Report how many lines of the items below contain the string "pectoral", matching case exactly. Give only the number.

Source data:
--- Begin ---

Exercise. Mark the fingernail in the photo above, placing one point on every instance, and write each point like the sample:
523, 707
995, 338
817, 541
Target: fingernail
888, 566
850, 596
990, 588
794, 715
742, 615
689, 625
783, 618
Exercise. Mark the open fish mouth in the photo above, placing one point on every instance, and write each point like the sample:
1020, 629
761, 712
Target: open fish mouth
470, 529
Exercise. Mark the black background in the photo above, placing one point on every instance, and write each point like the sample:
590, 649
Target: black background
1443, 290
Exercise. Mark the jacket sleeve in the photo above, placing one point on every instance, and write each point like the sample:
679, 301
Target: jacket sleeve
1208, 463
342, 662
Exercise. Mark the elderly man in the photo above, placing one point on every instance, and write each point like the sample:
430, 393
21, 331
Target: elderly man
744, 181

--- End ---
--- Begin ---

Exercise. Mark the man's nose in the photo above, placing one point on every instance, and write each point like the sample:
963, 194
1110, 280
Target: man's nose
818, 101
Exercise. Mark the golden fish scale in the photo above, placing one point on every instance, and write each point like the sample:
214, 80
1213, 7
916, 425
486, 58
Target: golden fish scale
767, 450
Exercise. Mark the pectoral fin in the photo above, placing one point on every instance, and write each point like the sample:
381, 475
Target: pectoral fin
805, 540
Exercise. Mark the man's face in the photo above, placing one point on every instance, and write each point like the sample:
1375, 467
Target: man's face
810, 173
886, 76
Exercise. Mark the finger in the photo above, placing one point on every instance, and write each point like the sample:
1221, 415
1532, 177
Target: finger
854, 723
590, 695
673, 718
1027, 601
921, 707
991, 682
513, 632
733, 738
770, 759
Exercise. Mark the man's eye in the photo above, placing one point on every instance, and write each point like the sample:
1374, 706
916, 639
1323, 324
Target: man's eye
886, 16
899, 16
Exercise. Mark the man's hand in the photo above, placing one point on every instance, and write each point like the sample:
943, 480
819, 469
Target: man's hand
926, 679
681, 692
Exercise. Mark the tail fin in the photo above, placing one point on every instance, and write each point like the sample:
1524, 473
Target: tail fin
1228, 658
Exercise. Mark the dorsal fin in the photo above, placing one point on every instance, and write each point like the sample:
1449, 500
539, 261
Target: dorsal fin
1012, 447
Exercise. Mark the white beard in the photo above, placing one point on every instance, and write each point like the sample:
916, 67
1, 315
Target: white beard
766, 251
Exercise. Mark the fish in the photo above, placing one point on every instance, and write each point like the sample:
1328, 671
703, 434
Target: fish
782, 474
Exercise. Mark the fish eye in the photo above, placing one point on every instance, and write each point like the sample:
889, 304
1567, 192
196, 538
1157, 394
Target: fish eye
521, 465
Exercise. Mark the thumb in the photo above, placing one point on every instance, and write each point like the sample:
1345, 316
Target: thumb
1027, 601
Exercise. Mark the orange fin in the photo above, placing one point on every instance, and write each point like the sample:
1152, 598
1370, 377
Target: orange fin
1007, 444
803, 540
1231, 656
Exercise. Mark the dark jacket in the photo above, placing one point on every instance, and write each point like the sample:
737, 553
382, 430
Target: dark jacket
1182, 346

--- End ---
--- Begin ---

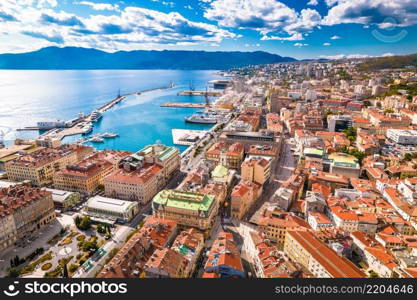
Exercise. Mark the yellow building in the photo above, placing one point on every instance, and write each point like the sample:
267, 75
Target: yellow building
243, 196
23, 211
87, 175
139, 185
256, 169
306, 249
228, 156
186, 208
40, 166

--- End ---

COMPLETE RESPONSE: 2